■ Your assignment ■
Lines outside the range are not wanted. Give again exactly the lines between the line holding "point(84, 79)" and the line holding "If you could indicate the dark blue", inclusive, from the listing below.

■ Data to examine ■
Segment Open
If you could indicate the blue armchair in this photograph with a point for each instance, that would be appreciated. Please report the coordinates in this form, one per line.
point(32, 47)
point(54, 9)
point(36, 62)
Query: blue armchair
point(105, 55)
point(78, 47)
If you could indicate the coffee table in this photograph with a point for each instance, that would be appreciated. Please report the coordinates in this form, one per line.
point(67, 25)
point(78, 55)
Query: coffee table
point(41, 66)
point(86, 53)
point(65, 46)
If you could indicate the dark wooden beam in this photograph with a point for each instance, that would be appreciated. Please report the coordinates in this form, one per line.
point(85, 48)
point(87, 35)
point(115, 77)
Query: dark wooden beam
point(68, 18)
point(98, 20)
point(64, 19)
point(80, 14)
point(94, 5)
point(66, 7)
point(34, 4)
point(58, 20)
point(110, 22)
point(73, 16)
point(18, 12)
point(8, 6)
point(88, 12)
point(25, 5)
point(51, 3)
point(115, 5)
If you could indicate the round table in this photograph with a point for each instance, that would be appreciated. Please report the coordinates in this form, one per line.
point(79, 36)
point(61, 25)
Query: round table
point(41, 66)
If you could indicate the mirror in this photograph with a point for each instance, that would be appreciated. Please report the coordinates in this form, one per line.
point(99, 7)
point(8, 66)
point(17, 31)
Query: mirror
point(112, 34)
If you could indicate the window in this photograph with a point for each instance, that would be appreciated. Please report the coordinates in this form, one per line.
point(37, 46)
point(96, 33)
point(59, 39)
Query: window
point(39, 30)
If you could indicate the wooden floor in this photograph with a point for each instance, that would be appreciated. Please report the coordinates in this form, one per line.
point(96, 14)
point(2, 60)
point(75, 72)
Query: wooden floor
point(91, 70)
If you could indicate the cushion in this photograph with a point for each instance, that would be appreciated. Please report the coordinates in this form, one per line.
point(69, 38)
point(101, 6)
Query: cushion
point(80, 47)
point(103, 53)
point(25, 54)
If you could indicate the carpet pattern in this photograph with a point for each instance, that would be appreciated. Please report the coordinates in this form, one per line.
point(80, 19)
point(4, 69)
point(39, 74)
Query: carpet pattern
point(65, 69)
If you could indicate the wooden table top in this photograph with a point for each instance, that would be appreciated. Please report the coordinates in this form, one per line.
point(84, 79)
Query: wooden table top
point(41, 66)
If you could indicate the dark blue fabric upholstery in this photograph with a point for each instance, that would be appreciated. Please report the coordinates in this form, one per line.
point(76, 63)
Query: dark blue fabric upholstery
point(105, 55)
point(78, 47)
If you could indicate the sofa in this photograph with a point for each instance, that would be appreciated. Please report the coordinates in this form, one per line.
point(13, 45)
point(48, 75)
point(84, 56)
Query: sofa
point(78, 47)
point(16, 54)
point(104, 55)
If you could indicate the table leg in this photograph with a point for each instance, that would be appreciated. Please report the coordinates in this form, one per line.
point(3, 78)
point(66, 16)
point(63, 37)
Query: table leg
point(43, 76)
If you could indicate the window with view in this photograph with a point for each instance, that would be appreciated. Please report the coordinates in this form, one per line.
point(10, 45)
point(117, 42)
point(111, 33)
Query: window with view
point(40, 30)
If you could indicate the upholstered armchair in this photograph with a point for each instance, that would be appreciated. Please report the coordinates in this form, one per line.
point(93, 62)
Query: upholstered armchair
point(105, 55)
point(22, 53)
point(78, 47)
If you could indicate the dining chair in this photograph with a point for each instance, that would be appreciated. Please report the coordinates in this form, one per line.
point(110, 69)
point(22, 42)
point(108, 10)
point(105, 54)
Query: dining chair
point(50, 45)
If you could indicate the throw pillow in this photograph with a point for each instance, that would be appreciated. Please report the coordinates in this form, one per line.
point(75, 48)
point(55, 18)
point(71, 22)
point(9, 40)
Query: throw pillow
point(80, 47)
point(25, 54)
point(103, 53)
Segment Closed
■ Exercise solution ■
point(84, 79)
Query: wooden table top
point(41, 66)
If you could indicate the dark blue fabric upholstery in this photograph with a point for each instance, that would be appreciated. Please report the coordinates in this form, one per line.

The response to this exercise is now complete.